[Opening AVAILABLE RECORDS section]

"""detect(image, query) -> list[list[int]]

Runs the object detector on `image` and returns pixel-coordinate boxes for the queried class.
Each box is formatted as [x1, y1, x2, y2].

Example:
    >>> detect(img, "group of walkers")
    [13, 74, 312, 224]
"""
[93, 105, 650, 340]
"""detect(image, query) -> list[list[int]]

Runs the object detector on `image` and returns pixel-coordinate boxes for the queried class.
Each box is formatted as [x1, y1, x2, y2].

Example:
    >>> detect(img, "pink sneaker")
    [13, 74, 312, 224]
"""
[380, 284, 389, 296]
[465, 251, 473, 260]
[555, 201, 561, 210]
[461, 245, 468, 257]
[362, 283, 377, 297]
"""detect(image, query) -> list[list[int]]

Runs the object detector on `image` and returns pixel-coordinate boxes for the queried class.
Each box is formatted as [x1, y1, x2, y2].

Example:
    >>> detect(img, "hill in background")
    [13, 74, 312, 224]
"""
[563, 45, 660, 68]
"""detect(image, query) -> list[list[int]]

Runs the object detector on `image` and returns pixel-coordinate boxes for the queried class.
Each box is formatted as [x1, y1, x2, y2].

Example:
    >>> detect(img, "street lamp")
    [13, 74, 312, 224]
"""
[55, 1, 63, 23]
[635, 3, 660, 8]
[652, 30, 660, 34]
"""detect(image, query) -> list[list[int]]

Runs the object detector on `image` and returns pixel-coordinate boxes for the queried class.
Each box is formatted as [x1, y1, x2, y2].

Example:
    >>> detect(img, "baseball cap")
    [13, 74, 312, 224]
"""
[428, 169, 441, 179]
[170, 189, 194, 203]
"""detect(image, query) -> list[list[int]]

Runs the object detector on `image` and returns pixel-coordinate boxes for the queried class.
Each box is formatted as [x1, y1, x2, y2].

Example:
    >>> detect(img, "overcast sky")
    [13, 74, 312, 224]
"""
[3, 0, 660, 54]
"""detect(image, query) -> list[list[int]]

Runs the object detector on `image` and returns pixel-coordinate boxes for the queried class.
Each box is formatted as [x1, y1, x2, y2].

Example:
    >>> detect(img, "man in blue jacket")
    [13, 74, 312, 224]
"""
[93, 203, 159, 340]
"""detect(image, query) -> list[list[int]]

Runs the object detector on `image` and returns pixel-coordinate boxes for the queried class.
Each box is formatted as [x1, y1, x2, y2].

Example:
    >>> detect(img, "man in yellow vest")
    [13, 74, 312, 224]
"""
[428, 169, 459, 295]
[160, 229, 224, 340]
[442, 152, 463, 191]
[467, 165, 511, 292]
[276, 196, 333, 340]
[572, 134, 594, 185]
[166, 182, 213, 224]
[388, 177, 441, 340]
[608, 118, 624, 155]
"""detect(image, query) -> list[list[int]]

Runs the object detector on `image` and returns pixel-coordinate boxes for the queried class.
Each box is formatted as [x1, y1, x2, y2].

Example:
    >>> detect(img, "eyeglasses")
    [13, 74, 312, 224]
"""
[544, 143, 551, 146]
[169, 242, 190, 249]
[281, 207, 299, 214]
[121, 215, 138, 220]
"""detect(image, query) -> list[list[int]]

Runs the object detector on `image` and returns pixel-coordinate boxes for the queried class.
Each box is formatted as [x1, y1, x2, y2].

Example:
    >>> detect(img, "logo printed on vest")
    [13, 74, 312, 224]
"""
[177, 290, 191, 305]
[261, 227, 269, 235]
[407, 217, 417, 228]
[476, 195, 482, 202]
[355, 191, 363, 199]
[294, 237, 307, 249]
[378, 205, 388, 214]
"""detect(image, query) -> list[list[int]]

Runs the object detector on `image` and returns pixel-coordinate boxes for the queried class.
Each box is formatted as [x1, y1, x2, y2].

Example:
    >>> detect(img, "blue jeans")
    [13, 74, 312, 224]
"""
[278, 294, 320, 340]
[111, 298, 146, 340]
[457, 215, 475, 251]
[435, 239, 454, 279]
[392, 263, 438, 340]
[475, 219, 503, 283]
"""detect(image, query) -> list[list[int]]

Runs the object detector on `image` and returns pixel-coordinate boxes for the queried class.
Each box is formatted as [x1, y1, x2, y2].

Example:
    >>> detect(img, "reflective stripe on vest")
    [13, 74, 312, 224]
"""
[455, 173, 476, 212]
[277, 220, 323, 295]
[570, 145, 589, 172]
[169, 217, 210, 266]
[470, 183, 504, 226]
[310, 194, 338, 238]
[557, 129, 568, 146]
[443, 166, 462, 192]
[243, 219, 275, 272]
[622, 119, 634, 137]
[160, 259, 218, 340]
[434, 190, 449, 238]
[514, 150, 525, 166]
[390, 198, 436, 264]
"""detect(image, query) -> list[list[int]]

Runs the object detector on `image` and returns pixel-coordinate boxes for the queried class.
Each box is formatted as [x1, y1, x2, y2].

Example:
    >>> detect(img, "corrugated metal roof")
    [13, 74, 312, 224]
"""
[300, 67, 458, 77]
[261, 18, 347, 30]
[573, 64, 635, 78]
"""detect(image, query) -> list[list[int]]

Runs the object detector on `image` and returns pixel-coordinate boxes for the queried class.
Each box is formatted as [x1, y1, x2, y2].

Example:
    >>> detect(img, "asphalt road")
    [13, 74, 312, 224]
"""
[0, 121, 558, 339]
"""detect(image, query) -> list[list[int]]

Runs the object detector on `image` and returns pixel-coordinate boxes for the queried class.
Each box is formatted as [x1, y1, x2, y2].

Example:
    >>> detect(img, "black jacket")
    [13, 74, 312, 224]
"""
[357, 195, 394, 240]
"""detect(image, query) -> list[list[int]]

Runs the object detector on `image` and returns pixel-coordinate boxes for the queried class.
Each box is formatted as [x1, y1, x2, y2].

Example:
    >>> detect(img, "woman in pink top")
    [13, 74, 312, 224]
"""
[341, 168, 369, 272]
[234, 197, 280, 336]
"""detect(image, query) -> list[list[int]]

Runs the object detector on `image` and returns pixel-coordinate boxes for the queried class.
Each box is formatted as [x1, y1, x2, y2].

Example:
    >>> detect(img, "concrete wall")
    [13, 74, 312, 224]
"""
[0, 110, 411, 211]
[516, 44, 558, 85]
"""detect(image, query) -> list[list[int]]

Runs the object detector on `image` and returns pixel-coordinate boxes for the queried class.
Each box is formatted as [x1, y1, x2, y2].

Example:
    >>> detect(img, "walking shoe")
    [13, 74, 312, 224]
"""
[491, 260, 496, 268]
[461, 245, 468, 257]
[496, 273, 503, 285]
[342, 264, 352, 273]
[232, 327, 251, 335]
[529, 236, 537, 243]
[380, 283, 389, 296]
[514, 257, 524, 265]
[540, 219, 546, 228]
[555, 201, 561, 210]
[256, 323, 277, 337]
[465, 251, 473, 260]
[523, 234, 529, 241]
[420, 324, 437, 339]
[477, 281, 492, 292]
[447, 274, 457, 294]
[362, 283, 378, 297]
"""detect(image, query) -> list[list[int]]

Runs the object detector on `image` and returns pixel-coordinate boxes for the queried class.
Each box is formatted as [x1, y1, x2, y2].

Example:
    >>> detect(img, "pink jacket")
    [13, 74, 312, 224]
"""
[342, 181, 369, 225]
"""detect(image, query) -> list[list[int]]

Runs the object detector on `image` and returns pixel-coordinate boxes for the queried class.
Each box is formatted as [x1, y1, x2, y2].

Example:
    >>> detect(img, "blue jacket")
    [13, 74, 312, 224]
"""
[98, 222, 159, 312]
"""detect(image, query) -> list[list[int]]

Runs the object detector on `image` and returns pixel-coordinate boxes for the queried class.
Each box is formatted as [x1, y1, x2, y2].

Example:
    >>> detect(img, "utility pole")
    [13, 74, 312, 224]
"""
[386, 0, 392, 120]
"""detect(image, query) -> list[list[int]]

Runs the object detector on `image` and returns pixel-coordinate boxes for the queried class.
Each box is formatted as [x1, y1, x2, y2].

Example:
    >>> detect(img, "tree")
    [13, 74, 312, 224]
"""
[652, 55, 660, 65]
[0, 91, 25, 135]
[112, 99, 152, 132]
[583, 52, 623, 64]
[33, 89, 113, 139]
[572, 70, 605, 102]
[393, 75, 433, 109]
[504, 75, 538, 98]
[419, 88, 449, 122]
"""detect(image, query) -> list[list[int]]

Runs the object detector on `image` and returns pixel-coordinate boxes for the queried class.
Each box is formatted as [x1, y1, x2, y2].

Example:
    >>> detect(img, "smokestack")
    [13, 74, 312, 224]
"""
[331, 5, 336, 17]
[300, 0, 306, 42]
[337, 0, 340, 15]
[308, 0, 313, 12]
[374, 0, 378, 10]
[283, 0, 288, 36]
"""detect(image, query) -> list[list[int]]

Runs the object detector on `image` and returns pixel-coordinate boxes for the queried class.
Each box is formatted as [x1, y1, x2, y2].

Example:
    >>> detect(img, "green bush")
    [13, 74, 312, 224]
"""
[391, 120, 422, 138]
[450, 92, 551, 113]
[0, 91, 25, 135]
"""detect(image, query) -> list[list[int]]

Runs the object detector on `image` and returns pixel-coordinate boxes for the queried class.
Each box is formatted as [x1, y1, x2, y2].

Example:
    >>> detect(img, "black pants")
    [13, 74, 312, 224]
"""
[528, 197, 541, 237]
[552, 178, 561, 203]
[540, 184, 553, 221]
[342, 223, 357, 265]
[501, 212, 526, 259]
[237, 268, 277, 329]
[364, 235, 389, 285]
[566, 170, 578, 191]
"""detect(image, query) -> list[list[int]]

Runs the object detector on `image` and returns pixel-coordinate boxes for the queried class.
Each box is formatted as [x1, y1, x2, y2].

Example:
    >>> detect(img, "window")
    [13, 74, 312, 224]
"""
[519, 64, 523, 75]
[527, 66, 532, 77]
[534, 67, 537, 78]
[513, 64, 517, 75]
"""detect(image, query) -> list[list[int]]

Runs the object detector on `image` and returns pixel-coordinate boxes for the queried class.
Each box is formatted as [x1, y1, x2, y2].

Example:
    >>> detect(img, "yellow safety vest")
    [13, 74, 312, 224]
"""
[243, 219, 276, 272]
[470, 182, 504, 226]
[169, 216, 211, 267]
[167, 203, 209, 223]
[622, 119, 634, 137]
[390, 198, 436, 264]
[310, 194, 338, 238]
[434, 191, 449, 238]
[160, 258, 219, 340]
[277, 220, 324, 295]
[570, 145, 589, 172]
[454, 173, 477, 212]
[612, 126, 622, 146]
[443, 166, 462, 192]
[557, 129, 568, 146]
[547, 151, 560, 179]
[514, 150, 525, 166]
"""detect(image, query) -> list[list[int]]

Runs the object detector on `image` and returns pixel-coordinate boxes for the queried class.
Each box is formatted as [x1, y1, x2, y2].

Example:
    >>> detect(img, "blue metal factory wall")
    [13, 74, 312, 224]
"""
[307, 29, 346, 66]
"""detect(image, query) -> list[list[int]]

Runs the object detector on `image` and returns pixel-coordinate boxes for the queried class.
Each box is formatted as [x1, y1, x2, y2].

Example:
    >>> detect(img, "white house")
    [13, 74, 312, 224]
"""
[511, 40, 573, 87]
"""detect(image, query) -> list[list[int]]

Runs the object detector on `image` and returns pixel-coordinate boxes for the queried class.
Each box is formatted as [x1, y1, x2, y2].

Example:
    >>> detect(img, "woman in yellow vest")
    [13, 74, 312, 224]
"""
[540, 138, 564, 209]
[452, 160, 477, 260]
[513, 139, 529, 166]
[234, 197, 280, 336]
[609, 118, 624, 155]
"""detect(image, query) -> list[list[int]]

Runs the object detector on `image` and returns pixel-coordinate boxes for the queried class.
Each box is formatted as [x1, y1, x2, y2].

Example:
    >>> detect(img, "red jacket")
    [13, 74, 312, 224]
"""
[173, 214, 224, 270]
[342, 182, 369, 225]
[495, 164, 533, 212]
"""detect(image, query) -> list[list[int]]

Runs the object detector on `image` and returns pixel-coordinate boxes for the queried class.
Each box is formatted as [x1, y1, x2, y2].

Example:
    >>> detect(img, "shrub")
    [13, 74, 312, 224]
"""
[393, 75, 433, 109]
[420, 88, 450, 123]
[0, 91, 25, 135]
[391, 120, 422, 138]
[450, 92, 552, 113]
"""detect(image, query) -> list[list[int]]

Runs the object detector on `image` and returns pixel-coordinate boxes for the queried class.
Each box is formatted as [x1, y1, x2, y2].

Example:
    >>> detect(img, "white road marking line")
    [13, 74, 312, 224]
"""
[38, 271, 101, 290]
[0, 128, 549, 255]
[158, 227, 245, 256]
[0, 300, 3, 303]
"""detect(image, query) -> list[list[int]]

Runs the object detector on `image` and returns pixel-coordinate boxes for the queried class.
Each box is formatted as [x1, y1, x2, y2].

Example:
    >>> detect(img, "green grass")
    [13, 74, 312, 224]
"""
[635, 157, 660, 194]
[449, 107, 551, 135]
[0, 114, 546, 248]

[Closing AVAILABLE RECORDS section]

» EXERCISE OBJECTIVE
Filter the preceding entries down to the lines with "blue".

» YOUR RESPONSE
    >>> detect(img, "man in blue jacket")
    >>> detect(img, "blue jeans")
    >>> detect(img, "blue jacket")
    >>> detect(img, "blue metal factory wall")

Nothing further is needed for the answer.